Rekordy danych:
━━━

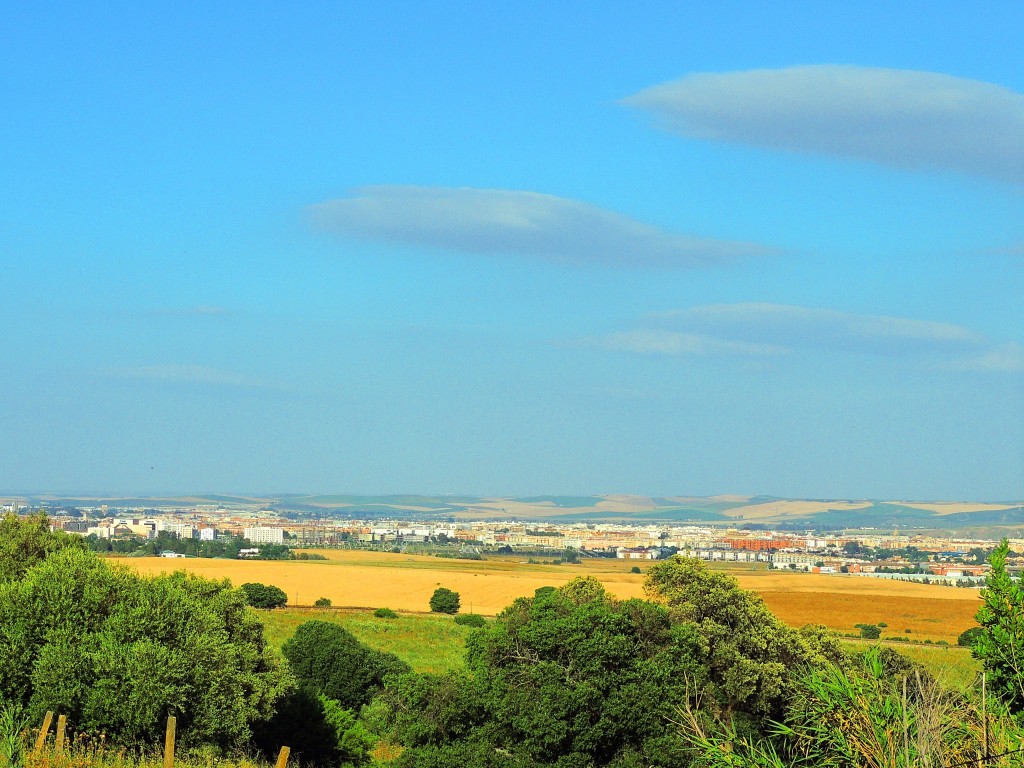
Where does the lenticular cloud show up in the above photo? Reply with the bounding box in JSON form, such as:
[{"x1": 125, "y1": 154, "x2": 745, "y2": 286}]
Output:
[
  {"x1": 625, "y1": 65, "x2": 1024, "y2": 184},
  {"x1": 311, "y1": 185, "x2": 769, "y2": 267}
]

━━━

Powtórz bez żadnych zmian cały powyższy materiał, pomijając w odpowiedzi obrazy.

WYNIK ZADANIA
Where does the lenticular cloud show up in the above photo? Reply with the bounding box in JSON form, such as:
[{"x1": 125, "y1": 154, "x2": 745, "y2": 286}]
Output:
[
  {"x1": 625, "y1": 65, "x2": 1024, "y2": 184},
  {"x1": 311, "y1": 185, "x2": 769, "y2": 267}
]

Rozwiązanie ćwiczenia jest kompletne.